Pull out every line in the data below that contains the string "road". Uppercase and lowercase count as different.

_DATA TO PROCESS:_
····················

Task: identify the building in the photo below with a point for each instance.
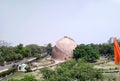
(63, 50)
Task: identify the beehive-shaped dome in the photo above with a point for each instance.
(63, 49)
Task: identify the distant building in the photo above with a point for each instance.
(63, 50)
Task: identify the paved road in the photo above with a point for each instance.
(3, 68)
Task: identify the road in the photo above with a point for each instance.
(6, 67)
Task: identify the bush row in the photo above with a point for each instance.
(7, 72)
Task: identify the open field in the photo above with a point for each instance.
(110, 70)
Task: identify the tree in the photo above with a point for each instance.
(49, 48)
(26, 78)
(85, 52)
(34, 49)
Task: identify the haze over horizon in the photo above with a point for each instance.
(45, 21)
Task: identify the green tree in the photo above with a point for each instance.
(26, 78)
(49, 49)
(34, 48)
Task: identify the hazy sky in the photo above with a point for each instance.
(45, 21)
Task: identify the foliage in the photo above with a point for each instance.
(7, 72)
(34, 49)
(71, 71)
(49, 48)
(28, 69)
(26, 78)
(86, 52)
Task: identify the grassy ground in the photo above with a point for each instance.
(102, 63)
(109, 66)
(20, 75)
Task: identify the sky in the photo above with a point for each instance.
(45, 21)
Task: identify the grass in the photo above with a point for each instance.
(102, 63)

····················

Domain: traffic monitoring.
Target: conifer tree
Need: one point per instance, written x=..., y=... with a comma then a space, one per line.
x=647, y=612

····················

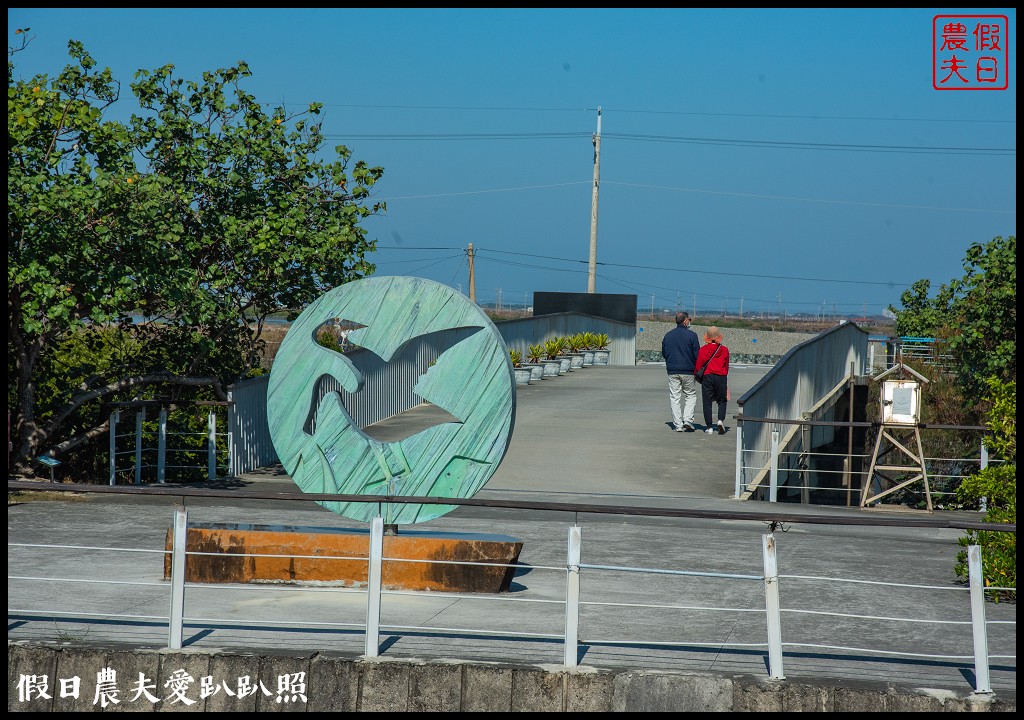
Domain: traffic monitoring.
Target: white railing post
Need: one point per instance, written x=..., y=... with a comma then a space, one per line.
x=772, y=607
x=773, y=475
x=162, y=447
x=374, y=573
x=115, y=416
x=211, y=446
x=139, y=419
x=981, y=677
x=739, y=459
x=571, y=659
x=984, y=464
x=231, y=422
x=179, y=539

····················

_TASK RESULT:_
Task: identify the paved road in the photo above with a point for each instance.
Task: identify the road in the photo above with a point for each instance.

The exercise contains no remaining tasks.